Dataset records about object locations:
(begin)
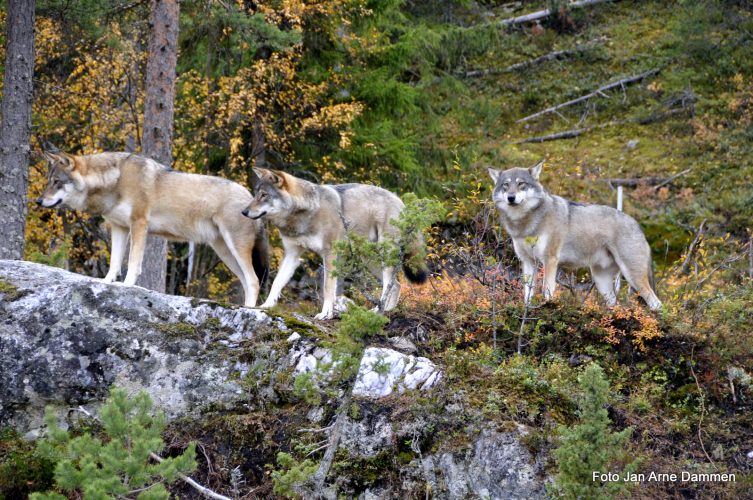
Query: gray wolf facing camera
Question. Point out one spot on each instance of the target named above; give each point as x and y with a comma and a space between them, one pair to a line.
136, 196
314, 216
556, 232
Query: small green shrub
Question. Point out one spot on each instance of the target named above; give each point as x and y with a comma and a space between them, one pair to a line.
120, 465
291, 473
590, 446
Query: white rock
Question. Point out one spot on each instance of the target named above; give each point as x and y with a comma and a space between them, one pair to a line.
382, 371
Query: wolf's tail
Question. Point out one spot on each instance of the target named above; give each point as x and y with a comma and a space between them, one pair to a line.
414, 263
260, 255
651, 279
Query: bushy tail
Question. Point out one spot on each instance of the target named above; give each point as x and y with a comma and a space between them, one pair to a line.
260, 256
414, 263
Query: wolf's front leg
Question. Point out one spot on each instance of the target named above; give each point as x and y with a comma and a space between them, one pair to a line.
119, 237
329, 290
290, 262
529, 279
138, 242
550, 276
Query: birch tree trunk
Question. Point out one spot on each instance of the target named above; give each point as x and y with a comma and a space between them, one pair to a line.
16, 126
158, 119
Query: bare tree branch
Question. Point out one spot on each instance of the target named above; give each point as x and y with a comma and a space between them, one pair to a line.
557, 55
599, 91
543, 14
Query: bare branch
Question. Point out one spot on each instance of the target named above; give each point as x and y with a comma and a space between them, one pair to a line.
201, 489
543, 14
600, 90
551, 56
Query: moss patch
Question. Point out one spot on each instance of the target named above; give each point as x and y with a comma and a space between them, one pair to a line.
22, 471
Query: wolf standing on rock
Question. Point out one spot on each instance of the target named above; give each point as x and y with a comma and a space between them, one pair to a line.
137, 195
313, 217
554, 231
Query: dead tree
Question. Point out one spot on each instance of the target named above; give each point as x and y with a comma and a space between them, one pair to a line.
158, 119
600, 91
16, 126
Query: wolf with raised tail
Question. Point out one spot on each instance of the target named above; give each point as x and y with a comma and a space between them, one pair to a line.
136, 195
314, 216
553, 231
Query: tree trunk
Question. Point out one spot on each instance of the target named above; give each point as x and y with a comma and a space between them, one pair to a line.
158, 118
16, 126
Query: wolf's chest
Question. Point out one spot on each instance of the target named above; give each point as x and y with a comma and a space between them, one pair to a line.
313, 242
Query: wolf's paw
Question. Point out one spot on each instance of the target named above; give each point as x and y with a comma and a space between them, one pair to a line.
342, 304
327, 313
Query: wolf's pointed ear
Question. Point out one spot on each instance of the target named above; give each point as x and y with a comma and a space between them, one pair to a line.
274, 177
494, 174
278, 178
536, 170
254, 178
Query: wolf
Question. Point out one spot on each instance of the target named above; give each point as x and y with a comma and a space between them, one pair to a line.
313, 217
554, 231
136, 195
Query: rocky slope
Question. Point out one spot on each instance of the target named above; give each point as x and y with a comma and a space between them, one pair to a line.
65, 339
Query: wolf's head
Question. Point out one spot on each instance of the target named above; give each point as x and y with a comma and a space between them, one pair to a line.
272, 194
65, 185
517, 188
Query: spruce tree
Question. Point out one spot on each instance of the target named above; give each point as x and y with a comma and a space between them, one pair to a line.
120, 464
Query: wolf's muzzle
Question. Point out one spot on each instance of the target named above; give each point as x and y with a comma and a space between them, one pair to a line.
40, 202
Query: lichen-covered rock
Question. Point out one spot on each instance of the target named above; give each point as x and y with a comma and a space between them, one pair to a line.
367, 437
383, 371
496, 466
66, 338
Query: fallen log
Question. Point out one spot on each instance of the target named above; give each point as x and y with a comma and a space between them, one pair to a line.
599, 91
569, 134
560, 54
543, 14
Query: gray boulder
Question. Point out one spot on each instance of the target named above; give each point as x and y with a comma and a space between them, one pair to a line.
66, 338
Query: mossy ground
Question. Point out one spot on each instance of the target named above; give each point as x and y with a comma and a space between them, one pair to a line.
10, 291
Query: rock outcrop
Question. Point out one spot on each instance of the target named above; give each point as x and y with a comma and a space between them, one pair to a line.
66, 338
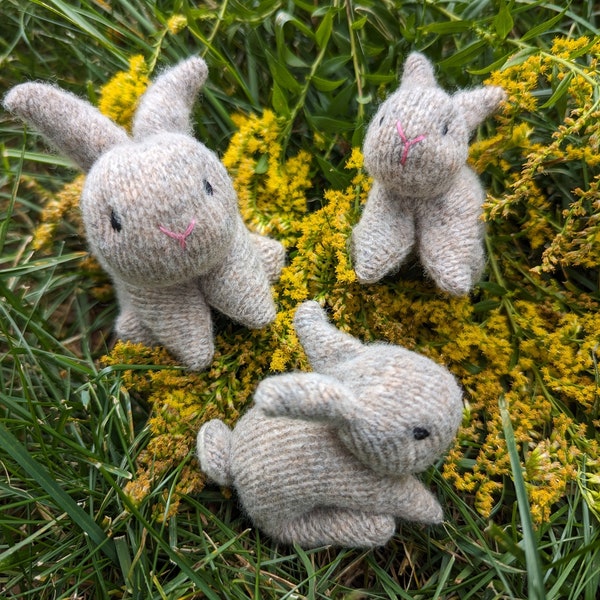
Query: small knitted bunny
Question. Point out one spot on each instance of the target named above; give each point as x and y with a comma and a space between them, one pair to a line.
423, 192
328, 457
160, 214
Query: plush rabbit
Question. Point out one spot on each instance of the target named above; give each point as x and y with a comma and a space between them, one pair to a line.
160, 214
328, 457
423, 192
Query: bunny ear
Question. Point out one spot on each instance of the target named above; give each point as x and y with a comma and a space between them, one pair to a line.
479, 103
307, 396
167, 104
324, 345
418, 71
78, 129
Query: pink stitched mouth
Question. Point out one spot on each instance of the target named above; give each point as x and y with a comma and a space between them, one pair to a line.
180, 237
407, 143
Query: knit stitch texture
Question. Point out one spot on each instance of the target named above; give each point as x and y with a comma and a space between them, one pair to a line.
424, 196
329, 457
161, 214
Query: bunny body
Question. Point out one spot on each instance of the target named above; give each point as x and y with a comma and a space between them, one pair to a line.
424, 196
161, 214
329, 457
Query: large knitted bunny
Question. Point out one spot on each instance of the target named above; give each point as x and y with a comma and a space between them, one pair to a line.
328, 457
160, 214
423, 192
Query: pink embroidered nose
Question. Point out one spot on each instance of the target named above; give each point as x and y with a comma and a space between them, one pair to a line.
407, 143
180, 237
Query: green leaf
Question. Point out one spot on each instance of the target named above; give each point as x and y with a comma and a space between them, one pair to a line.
324, 30
447, 27
542, 27
279, 101
535, 577
561, 89
327, 85
463, 56
281, 75
497, 64
503, 22
360, 23
57, 495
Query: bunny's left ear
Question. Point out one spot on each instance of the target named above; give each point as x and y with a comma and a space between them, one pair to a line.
476, 105
167, 104
418, 71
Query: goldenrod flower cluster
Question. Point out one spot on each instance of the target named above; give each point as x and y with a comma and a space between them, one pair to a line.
526, 337
119, 97
548, 149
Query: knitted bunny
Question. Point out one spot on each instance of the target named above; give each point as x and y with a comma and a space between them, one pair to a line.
423, 192
328, 457
161, 214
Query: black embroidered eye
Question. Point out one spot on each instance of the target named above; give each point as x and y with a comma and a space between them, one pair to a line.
420, 433
115, 222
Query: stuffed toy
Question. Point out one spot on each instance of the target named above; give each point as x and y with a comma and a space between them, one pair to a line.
160, 214
424, 196
328, 457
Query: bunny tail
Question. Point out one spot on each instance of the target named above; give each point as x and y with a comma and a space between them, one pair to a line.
324, 345
213, 446
167, 104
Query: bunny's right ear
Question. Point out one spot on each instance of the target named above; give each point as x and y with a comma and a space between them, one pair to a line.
78, 129
307, 396
324, 344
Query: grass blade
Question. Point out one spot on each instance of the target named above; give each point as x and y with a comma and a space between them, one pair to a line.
62, 500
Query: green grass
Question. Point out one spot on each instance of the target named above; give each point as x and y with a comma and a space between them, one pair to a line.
70, 432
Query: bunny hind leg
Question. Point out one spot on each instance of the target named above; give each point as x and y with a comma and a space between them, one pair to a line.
324, 526
213, 445
451, 237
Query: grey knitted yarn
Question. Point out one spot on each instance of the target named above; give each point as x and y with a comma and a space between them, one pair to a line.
424, 196
161, 214
329, 457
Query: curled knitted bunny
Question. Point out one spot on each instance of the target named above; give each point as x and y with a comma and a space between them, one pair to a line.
423, 193
160, 214
329, 457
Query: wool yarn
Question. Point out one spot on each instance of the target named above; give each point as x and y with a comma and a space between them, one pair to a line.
161, 214
424, 196
329, 457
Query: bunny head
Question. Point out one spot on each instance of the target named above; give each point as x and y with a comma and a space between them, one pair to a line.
418, 139
158, 207
399, 411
(end)
**Directions for this task**
Extract the lines above from the one containing "Query: black embroidered eye" to the last line, both included, exactly as written.

**Expected answer**
Query: black embroidered eye
Question. Point out one spot on each instance of the target named above; give each point as x and y with a comma and a space between them, one pair to a line.
420, 433
115, 222
Query: stuffed toy
Question. Point out one spot on each instance of the target named above; give each point as x and y with a comma and a space between them, one pair to a line.
160, 214
424, 196
328, 457
Query: bunny tail
Question. Point out one spot on each instance of the target named above; give each point as x and y with a comma and a space between them, one pair to a line.
324, 345
213, 446
167, 104
Query: bunny's right ear
Question. Point out one spot on each instance of the target named above; give each point as x and y with a comma and a space between them, one pair to a line.
78, 129
307, 396
324, 344
Query: grass blade
Question. Point out one spot on each instance of the target named above; give each point as x and y with a comma and a space between them, one pair to a line.
62, 500
Query: green grass
Question. Point out one spot on each instance of the target named above; give each point as x and y with a comma and a space between them, one pair to a line.
70, 432
Query: bunny hind leg
Question. Point out one spot on each instance of the target named above; give each point as x and y with a comma and a space between them, one pair to a line.
324, 526
213, 445
451, 237
Query: grey knitted yarn
Question. Point out one spot on each instance of the target named above; give each point as x and y with a comma and a space between them, one pair to a line.
424, 196
161, 214
329, 457
Query: curled knitted bunny
Question. Point out one spot on each instance of the target named above; give each point as x and y with a comma and a space between them, one pair to a line.
423, 193
160, 214
329, 457
Query: wool yarn
Question. Point out one spot on each instance of the target named above; give each point as x and y with a comma and a space between them, one pair to a line.
161, 214
424, 196
329, 457
Query: bunny head
Question. Point out one spot on each instance of the target named above; give each point as x and y with a comma and a space between them, one pair to a line.
418, 139
158, 207
399, 411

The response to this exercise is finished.